» **DOCUMENT SEGMENT**
★ ★ ★ ★ ★

When mentally mapping indexes onto an ndarray, a good rule of thumb is to work your way from outer to inner representation. In a 2-dimensional array, the outer dimension (axis = 0, first argument) refers to rows and the inner dimension (axis = 1, second argument) refers to columns. In a 3-dimensional array, the outer dimension (axis = 0) refers to "planes", the intermediate (axis = 1) refers to rows, and the inner (axis = 2) refers to columns. Another way to think about this is that internal columns are always the last dimension, and internal rows are always the second-to-last. If you require 4- and higher dimensional arrays (tensors), the same basic principles hold, but are beyond the scope of this notebook.

In [None]:
# create 1-dimensional array
arr_H = np.arange(10)
print(arr_H)

In [None]:
# index a 1-dimensional array
arr_H[3]

In [None]:
# create 2-dimensional array
arr_I = np.arange(36).reshape(6, 6)
print(arr_I)

In [None]:
# index a 2-dimensional array; the first value refers to rows, the second to columns
arr_I[3, 4]

In [None]:
# create a 3-dimensional array
arr_J = np.arange(0, 400, 5).reshape(4,4,5)
print(arr_J)

In [None]:
# index a 3-dimensional array
#    the first value refers to the separated layers, the second to rows, and the third to columns
arr_J[3, 2, 1]

**Subsetting in multiple dimensions.** Indexing a multidimensional array with the *same number of indices as dimensions* returns a single element. For instance, `my_arr[3,2,1]` returns the value of a single element if `my_arr` has 3 dimensions. To retrieve a single element from a 2-dimesional array requires 2 indices. And so forth.

Indexing a multidimensional array with *fewer indices than dimensions* returns a subdimensional array. For instance, `my_arr[2,1]` returns a 2-dimensional array if `my_arr` has three dimensions.

In [None]:
# create a 3-dimensional array to work with
arr_J = np.arange(0, 400, 5).reshape(4,4,5)
print(arr_J)

In [None]:
# retrieve a single element from a 3-dimensional array
arr_J[3,2,1]

In [None]:
# retrieve a 1-dimensional array from a 3-dimensional array
arr_J[3,2]

In [None]:
# retrieve a 2-dimensional array from a 3-dimensional array
arr_J[3]

**Indexing with slices.** Slices provide a powerful and elegant way to access multiple values within arrays. Getting comfortable with slicing will let you efficiently index rows and columns of 2-dimensional arrays, and planes, rows, and columns in any dimension of 3-dimensional arrays. Practice indexing with slices on 1- and 2- dimensional arrays first, as it quickly gets complicated with 3- and higher-dimensional arrays. With a 2-dimensional array, the first argument refers to rows and second to columns.

★ ★ ★ ★ ★

» **SUPPLIED DATA**

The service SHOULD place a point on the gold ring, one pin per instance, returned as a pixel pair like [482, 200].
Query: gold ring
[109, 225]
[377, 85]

★ ★ ★ ★ ★

» **REQUIREMENT A**
Quote the passage of the NumPy indexing notebook, placed before the listing, between "Indexing a multidimensional array with *fewer" and "has three dimensions.", inclusive.
» **REQUIREMENT B**
Rewrite as a short bulleted list the paragraph of the NumPy indexing notebook that begins "When mentally mapping indexes onto an ndarray", keeping its main facts.
» **REQUIREMENT C**
Continue the NumPy indexing notebook, which appears before the listing, starting after its final sentence.

» **OUTPUT A**
Indexing a multidimensional array with *fewer indices than dimensions* returns a subdimensional array. For instance, `my_arr[2,1]` returns a 2-dimensional array if `my_arr` has three dimensions.

» **OUTPUT B**
- Map indexes onto an ndarray by working from the outer representation to the inner one.
- In a 2-dimensional array, axis 0 (first argument) refers to rows and axis 1 (second argument) refers to columns.
- In a 3-dimensional array, axis 0 refers to "planes", axis 1 refers to rows, and axis 2 refers to columns.
- Columns are always the last dimension, and rows are always the second-to-last.
- The same principles hold for 4- and higher-dimensional arrays (tensors), which the notebook does not cover.

» **OUTPUT C**
In [None]:
# create a 2-dimensional array to work with
arr_K = arr_J[0]
print(arr_K)

In [None]:
# retrieve the first column (axis 1)
arr_K[:,0]

In [None]:
# retrieve the fourth row (axis 0)
arr_K[3,:]

In [None]:
# retrieve a smaller 2-dimensional array
arr_K[:3,:3]

In [None]:
# negative indices are useful for retrieving the highest-index values
arr_K[-2:,-2:]

In [None]:
# retrieve every other column 
arr_K[:,::2]

In [None]:
# retrieve an array with the order of rows, but not columns, reversed
arr_K[::-1,:]

When indexing a 3-dimensional array, work your way from the outermost to innnermost brackets.

In [None]:
# create an array to work with
arr_J = np.arange(0, 400, 5).reshape(4,4,5)
print(arr_J)

In [None]:
# retrieve the value of a column from the third dimension of a 3-dimensional array
arr_J[1,:,2]

In [None]:
# retrieve the value of a row from the second dimension of a 3-dimensional array
arr_J[1,3,:]

**Fancy indexing.** It is also possible to index an ndarray using a list of integers. NumPy calls this *fancy indexing*. This approach is useful when you want to extract discontinuous or out-of-order items, rows, or columms. Fancy indexing always returns a new data object, not a view of the original. The examples below use 2-dimensional arrays, but fancy indexing works with any number of dimensions (if you can wrap your head around how to do it). Note that indexing in the nested array is by a list of values in dimension zero, followed by a list of values in dimension 1; do not pass separate pairs of values for each item you want back. 

In [None]:
# create an array to work with
arr_L = np.arange(32).reshape((8, 4))
print(arr_L)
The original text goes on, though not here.